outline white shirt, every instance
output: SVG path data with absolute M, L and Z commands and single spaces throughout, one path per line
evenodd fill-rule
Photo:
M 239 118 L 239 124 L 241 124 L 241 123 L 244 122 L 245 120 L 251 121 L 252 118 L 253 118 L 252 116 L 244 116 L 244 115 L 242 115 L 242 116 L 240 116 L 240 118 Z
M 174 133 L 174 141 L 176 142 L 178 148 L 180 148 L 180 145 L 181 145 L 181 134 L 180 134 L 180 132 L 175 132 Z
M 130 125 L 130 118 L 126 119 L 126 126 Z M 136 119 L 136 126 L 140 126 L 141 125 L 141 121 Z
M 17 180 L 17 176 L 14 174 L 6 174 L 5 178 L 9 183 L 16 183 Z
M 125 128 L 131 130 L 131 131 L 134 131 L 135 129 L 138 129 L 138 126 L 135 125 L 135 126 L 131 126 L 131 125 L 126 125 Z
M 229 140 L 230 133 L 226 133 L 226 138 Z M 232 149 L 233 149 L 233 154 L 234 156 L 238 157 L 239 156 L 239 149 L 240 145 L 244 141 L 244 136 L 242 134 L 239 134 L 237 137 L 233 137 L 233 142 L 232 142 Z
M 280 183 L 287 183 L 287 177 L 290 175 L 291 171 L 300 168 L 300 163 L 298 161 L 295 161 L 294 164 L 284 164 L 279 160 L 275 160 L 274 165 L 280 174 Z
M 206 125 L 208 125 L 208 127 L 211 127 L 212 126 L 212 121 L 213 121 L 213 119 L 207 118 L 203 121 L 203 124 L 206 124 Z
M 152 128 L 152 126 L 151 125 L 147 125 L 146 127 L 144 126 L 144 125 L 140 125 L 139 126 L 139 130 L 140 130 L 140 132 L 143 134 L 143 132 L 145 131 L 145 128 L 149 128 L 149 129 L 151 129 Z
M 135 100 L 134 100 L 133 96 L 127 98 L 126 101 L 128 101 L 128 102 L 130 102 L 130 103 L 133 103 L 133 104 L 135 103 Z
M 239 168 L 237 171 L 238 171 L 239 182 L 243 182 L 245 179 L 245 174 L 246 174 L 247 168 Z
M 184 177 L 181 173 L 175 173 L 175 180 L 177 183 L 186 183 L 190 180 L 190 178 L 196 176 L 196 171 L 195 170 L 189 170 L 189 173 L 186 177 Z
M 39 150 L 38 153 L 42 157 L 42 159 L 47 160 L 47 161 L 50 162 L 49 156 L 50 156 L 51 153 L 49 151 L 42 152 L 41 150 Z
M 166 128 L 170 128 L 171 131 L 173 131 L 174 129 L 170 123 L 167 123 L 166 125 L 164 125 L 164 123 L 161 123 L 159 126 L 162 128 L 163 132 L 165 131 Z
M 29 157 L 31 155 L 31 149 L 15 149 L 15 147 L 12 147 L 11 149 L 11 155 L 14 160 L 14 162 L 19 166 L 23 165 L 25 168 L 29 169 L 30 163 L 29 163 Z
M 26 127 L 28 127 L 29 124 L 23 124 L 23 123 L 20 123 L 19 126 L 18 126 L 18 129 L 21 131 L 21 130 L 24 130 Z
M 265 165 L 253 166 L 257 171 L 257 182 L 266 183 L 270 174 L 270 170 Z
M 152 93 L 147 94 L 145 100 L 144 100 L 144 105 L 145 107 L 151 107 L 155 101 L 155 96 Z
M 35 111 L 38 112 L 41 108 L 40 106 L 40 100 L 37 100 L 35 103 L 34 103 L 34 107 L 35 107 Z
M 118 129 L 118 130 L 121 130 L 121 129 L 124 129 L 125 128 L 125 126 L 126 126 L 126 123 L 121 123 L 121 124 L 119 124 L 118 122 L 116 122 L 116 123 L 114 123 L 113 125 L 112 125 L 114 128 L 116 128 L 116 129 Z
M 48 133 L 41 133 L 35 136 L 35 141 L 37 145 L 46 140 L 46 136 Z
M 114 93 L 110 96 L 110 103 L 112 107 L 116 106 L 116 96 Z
◇ ◇ ◇ ◇
*TASK REQUIREMENTS:*
Exactly as they appear, retype the lines from the start of the records through the line containing "evenodd fill-rule".

*SOLUTION TO THIS PROBLEM:*
outline white shirt, every instance
output: SVG path data with absolute M, L and Z commands and single spaces throughout, one path per line
evenodd fill-rule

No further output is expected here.